§ TASK TO CARRY OUT:
Count the lines in the listing below that contain the word "mount", and reply with only that number.

§ STORED DATA:
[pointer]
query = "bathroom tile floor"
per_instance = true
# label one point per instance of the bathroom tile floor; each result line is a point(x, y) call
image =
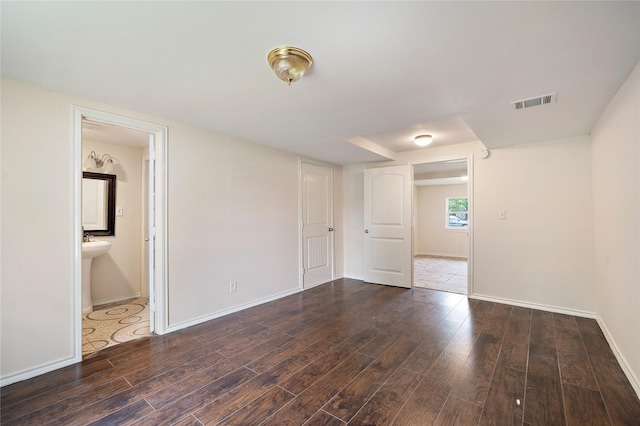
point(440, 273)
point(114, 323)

--

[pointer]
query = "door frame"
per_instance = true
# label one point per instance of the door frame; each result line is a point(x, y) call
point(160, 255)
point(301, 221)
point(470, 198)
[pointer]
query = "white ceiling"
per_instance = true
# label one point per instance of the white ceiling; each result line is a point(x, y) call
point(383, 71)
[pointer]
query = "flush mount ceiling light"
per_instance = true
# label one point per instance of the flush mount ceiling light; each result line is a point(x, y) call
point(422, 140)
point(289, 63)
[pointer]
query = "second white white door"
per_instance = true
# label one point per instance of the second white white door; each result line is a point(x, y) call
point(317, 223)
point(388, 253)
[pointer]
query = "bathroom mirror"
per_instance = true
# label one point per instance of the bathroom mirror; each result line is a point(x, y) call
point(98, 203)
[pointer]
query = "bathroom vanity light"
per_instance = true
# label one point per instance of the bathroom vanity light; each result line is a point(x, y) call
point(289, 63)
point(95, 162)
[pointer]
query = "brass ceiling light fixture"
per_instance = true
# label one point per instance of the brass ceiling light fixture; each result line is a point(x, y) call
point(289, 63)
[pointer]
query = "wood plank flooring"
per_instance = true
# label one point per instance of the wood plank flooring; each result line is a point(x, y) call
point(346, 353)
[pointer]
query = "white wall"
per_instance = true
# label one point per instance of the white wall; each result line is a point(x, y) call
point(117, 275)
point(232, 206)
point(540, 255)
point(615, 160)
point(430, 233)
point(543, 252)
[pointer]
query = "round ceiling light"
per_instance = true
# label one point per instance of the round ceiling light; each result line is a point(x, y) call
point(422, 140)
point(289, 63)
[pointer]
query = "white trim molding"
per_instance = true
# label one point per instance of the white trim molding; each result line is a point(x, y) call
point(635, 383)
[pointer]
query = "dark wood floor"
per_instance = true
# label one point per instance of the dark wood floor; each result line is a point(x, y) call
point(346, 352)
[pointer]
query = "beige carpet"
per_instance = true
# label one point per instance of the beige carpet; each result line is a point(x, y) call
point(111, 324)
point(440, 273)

§ RESPONSE TO THIS TASK:
2